**WORK TO COMPLETE**
Copy each of the records below, line for line, without changing anything.

Entries from a dataset:
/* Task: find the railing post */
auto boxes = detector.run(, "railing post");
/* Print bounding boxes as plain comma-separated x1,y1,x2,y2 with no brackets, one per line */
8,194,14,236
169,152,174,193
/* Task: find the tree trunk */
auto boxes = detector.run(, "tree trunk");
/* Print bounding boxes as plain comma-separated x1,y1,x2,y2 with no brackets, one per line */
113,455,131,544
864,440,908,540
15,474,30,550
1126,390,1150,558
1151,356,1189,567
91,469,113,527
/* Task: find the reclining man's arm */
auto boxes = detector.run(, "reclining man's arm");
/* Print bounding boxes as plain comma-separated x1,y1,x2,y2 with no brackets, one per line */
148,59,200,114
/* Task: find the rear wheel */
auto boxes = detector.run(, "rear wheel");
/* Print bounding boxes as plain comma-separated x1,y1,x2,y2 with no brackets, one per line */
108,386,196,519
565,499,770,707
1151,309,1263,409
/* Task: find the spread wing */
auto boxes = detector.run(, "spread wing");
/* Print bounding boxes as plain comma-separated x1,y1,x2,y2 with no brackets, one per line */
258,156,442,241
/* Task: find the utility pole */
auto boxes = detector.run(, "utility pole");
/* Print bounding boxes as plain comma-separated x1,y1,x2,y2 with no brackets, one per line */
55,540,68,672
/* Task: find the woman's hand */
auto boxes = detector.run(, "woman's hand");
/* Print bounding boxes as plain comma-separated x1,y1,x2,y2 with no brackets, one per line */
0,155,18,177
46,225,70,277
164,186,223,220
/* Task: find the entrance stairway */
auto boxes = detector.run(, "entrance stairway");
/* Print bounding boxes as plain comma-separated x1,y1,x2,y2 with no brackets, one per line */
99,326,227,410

**THE RESULT**
/* Task: find the railing post */
auto boxes = detector.run(, "railing post");
/* Print bounding boxes as plain comma-separated x1,y1,x2,y2 with no brackets, one per line */
8,194,14,236
169,152,174,193
/* Task: find the tree trunk */
auto boxes = detector.run(, "tree trunk");
/* Print bounding boxes as plain comma-separated x1,y1,x2,y2 with no brackets, one per line */
113,455,131,544
864,440,908,540
15,474,30,550
1126,390,1150,558
1151,356,1189,567
91,469,113,527
/* Task: find the reclining man's arm */
auto boxes = detector.run(, "reclining man's arm");
/* Print bounding boxes as plain comma-separated x1,y1,x2,y2 with no brackets, one per line */
148,59,200,114
/* Task: find the rear wheel */
auto boxes = detector.run(, "rear wheel");
/* Print bounding boxes as plain comma-separated x1,y1,x2,y2 with no brackets, one per line */
108,386,196,519
565,499,770,707
1151,309,1263,409
/* Task: find the spread wing */
auto boxes = detector.run(, "spread wing");
/* Print bounding boxes as plain comma-separated x1,y1,x2,y2 with no brackets, one per line */
258,156,442,241
/* Task: find the utility pole */
auto boxes = detector.run(, "utility pole");
/* Print bounding boxes as plain comma-separated x1,y1,x2,y2 with no brackets, one per line */
55,540,68,672
/* Task: find the woman's hand */
auto boxes = detector.run(, "woman's hand");
/* Print bounding boxes as plain comma-separated x1,y1,x2,y2 with no brackets, one per line */
0,155,18,177
46,225,70,277
164,186,223,220
/* Task: find the entrance stairway */
auto boxes = detector.run(, "entrance stairway");
/* Print bounding boxes as plain comma-separated x1,y1,x2,y2 with no brackets, one per line */
99,326,227,410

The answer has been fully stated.